### Short exercise A
Which character sets does the charset parameter post name?
### Short exercise B
From the charset parameter post, extract the passage from "We emphatically *do*" to "leading to madness.", word for word.
### Short exercise C
Write a continuation of the charset parameter post, picking up after its last sentence.

### Text
Re: charset parameter (long)

Gavin Nicol (gtn@ebt.com)
Sun, 15 Jan 95 13:00:54 EST

>>Also, do we really want to get into the business of multi-charsets w/in 1
>>document??
>
>Emphatically yes!

Well, even if we wanted to, we cannot. SGML does not have any way of
defining that a given bit combination belongs to more than one
character class. In other words, documents containing multiple
character sets must be "normalised" *before* then parser sees the
data.

In my earlier paper I pointed this out, and it is one reason for using
Unicode. As Larry noted, multilingual documents can be written using a
coded character set that includes codes for the desired language, and
in no other way.

We emphatically *do* want multilingual capabilities, so we must not
restrict ourselves to US-ASCII or ISO-8859-1, but we most certainly do
not want multiple character sets per document: that path is a long
road leading to madness.

### Provided data
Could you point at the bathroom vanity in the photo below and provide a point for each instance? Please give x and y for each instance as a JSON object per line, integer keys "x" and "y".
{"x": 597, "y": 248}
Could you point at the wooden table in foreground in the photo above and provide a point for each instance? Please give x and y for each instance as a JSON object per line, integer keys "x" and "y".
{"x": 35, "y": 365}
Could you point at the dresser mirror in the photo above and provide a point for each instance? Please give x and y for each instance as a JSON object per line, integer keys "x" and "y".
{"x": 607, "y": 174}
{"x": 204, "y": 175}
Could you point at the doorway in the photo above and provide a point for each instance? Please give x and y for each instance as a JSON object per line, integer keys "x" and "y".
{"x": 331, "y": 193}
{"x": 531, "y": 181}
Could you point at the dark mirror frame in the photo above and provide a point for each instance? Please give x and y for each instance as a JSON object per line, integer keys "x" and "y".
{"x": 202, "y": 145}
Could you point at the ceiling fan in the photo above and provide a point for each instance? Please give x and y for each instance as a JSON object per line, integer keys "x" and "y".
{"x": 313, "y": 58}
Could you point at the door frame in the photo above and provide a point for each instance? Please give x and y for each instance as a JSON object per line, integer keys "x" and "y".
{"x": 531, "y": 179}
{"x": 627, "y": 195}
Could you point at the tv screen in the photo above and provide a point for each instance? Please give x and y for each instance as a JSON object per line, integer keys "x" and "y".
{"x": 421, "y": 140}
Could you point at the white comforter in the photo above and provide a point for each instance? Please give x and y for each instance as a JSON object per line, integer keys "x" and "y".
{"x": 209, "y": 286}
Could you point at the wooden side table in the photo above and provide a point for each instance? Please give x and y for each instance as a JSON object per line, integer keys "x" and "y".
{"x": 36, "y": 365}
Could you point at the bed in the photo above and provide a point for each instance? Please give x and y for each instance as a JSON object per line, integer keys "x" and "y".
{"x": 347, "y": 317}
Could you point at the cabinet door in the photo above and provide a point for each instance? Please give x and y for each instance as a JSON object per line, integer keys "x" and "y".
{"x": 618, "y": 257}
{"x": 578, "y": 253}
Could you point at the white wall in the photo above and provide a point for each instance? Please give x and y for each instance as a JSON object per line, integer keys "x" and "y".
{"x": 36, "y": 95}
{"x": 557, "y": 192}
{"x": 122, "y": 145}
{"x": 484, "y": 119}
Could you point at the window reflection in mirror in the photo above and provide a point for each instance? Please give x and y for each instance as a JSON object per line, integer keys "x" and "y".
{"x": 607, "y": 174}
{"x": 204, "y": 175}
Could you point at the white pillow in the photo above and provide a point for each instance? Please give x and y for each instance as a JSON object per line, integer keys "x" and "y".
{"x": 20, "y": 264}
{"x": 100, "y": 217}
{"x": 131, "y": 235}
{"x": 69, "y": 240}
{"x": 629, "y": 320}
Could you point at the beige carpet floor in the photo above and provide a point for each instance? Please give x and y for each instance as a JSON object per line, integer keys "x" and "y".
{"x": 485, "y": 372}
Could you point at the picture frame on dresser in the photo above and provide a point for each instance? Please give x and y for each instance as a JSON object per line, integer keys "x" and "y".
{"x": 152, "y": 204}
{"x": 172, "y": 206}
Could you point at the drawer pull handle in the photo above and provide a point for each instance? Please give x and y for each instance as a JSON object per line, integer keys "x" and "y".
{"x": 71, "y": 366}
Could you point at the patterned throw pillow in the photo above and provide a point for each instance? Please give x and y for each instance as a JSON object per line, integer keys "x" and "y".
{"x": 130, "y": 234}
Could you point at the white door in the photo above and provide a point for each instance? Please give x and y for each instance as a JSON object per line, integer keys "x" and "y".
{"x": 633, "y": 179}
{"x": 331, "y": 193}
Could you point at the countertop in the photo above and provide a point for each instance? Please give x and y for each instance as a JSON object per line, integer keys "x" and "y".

### Written answer A
Unicode, US-ASCII, ISO-8859-1

### Written answer B
We emphatically *do* want multilingual capabilities, so we must not
restrict ourselves to US-ASCII or ISO-8859-1, but we most certainly do
not want multiple character sets per document: that path is a long
road leading to madness.

### Written answer C
>>I hope not otherwise all the discussion on a header line with the desired
>>charset for negotiating on a perfered format is for
>>nothing. (I ask for a document in EUC but it has JIS or SJIS
>>intermixed; how could I grok those parts?)
>First thing, the different charsets have to be identifiable, and that means
>tagging.

No. As I said before. SGML has no (working) way of handling this. The
data *must* be normalised. Dan has spent a long time making HTML a
conforming application of SGML, and this would invalidate all that
effort (as well as making it *very* difficult to write generic SGML
viewers that could also handle HTML).

Say "yes" to Accept-Charset:
Say "NO" to multiple character sets.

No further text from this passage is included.